TESTO FORNITO:

Muovi dalla vicenda dell’orgolese Antonia Mesina, massacrata a colpi di pietra da un paesano per essersi opposta a un tentativo di violenza sessuale, ma compaiono anche altre figure di donne illustri, quali? 

Nel film ci sono alcuni riferimenti a Tina Modotti, Frida Kahlo, Francesca Woodman . Nella sceneggiatura, composta prevalentemente da fatti di cronaca, vengono citate lettere, poesie, frasi legate a queste grandi artiste che hanno percorso l’intero novecento.  Il film è un omaggio alla donna, un omaggio senza confini. 


Sono passati diversi anni dalla stesura del film, come mai?

Il film ha avuto una vita produttiva davvero complicata. Bocciato, nei precedenti anni, per due volte dalla commissione Artistico/Culturale che si occupa del cinema in Sardegna, con la motivazione considerava il film e la tematica irrilevanti dal punto di vista dell’identità regionale sarda. A questa clamorosa sciocchezza si è aggiunta anche la tragedia della  pandemia.  Alla fine, sostenuto dalla casa di produzione romana Movie Factory e dal suo presidente Francesco Montini, è arrivato un piccolo contributo che abbiamo colto al volo per entrare in produzione. 


Lo hai definito un docufilm neo-sperimentale. Ci spieghi il perché?

Il termine “neosperimentale” è una citazione del critico cinematografico Adriano Aprà che con il progetto FuoriNorma sostiene e programma quella parte di cinema italiano non mainstream che stenta ad affermarsi per mancanza di coraggio produttivo e distributivo. Nella sostanza il cinema indipendente italiano supportato dal lavoro di tanti colleghi registi, autori e produttori vive una rinascita attraverso l’ibridazione dei generi cinematografici classici. La sposa nel vento, ma nel mio caso tutta la mia cinematografia dal Rosa Nudo ad oggi, ibrida cronaca documentaristica con ricerca visuale mutuando da altre arti – fotografia, danza e musica in primo luogo – linfa vitale a sostegno del linguaggio cinematografico e dei percorsi narrativi alternativi alla fiction.

OBIETTIVO:
Riporta il passo del testo compreso tra "Nel film ci" e "omaggio senza confini.", estremi inclusi, sostituendo "omaggio" con "tributo".

Elenco tratto da una raccolta:
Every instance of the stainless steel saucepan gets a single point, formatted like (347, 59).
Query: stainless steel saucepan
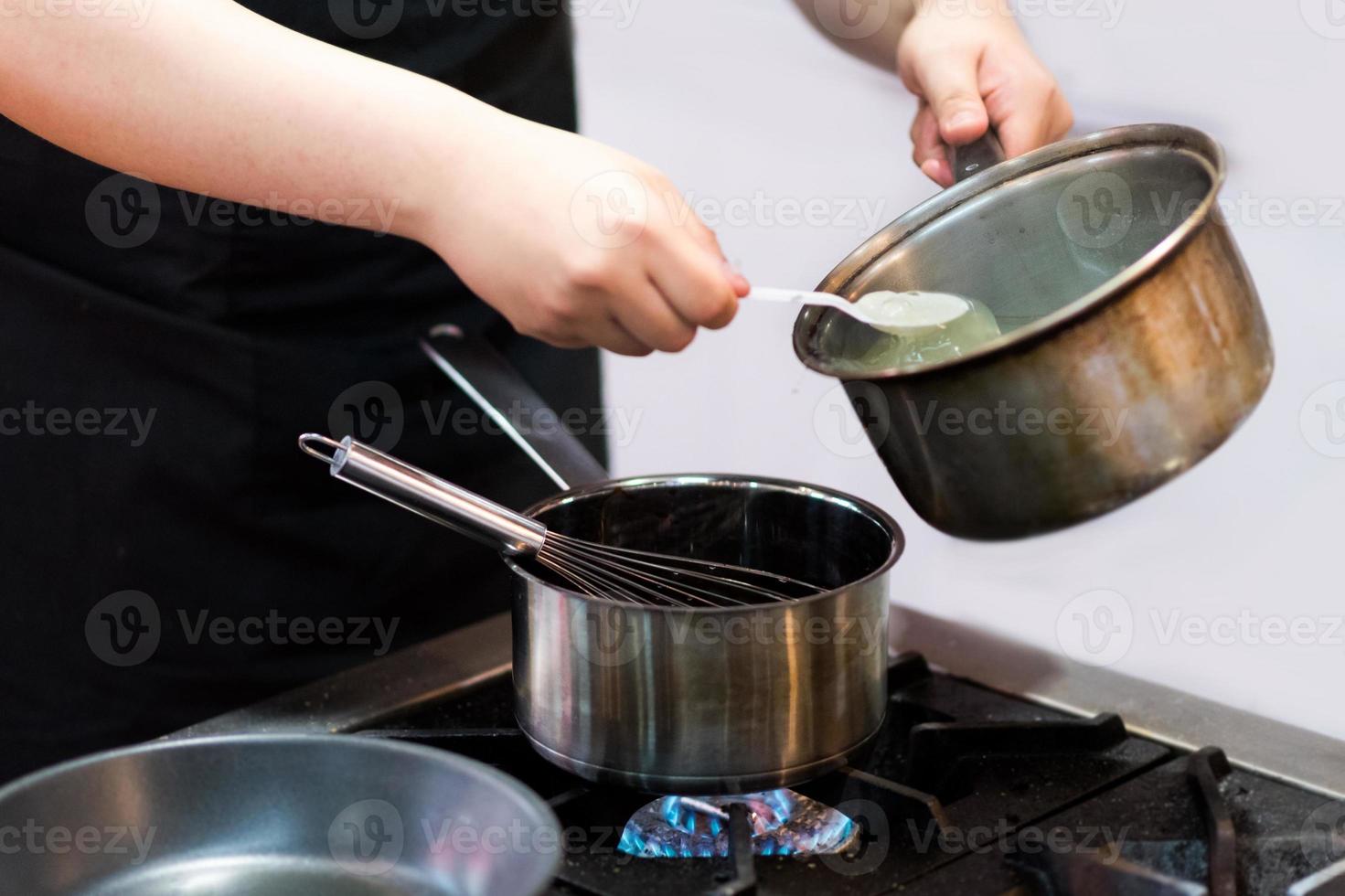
(691, 699)
(276, 816)
(1133, 343)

OUTPUT RICHIESTO:
Nel film ci sono alcuni riferimenti a Tina Modotti, Frida Kahlo, Francesca Woodman . Nella sceneggiatura, composta prevalentemente da fatti di cronaca, vengono citate lettere, poesie, frasi legate a queste grandi artiste che hanno percorso l’intero novecento.  Il film è un tributo alla donna, un tributo senza confini.